WHAT YOU WILL DO — State how many lines in the rows below contain the word "drop", and answer with the number alone.

STORED ROWS —

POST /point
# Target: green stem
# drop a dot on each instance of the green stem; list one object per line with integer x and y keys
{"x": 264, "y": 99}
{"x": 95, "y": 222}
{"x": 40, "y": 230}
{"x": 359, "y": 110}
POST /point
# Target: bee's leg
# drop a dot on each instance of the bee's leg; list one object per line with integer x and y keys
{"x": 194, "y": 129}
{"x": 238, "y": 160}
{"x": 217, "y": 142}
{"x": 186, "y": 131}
--
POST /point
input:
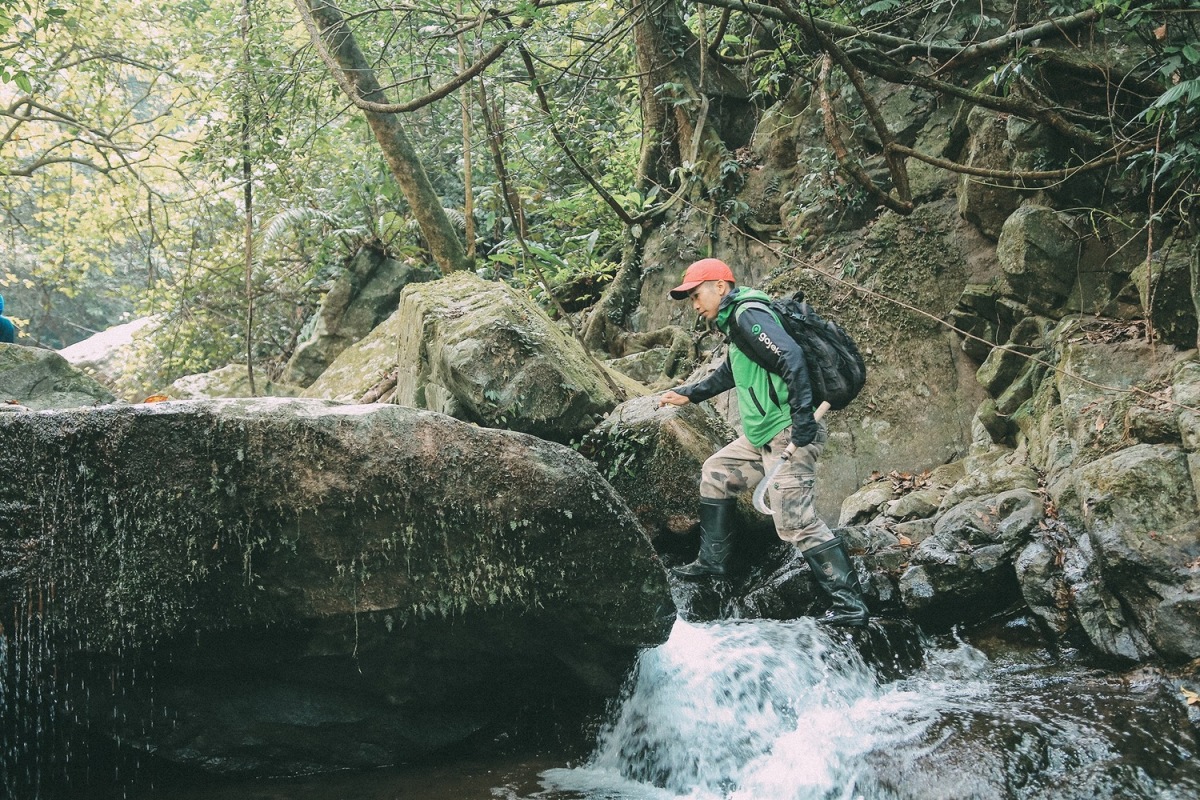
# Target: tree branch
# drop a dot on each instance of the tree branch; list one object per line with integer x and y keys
* * *
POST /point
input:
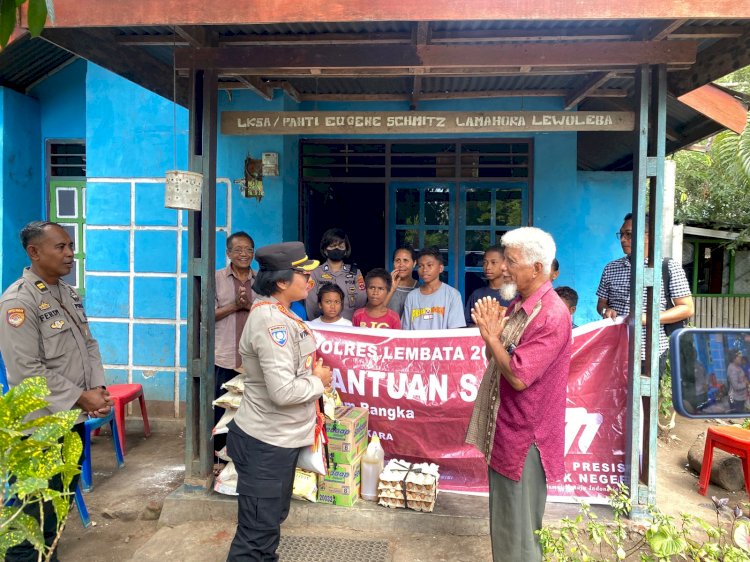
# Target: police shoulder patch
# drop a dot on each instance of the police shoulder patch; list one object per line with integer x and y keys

SOLUTION — 4